● **Exercise directions**: Gather every line of the records that contains the string "span" and copy each one out in full. Case counts when matching.

┌──

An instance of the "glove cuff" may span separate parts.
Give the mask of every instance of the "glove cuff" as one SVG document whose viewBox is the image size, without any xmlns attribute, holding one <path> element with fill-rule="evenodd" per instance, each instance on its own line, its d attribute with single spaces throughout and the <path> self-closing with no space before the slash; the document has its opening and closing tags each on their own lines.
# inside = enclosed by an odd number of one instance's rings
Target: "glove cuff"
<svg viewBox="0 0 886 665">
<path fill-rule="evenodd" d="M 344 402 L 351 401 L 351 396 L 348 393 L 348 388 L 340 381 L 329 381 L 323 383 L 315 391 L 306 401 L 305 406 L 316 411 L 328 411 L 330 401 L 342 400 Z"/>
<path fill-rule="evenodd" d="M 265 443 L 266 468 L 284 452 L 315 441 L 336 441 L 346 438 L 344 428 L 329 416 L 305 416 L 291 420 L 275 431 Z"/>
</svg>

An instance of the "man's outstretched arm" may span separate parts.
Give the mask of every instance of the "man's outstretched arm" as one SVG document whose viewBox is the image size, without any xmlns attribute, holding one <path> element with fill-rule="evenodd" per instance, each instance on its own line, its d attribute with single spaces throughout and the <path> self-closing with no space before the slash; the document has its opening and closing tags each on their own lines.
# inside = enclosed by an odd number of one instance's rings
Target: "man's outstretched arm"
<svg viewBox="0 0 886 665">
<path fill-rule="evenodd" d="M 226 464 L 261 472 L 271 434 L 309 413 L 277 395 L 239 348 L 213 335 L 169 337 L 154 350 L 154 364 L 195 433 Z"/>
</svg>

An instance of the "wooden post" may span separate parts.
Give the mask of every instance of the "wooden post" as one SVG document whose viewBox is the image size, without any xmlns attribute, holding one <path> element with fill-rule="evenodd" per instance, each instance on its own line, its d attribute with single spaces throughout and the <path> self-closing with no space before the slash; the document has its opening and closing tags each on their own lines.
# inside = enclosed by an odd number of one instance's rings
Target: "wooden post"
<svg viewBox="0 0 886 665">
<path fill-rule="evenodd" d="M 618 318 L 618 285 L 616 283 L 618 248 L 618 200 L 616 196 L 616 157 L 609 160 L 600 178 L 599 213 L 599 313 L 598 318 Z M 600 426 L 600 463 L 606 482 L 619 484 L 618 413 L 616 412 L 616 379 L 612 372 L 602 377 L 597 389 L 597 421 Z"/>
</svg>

└──

● **Worked answer**:
An instance of the "glove cuff" may span separate parts.
An instance of the "man's outstretched arm" may span separate parts.
An instance of the "wooden post" may span separate parts.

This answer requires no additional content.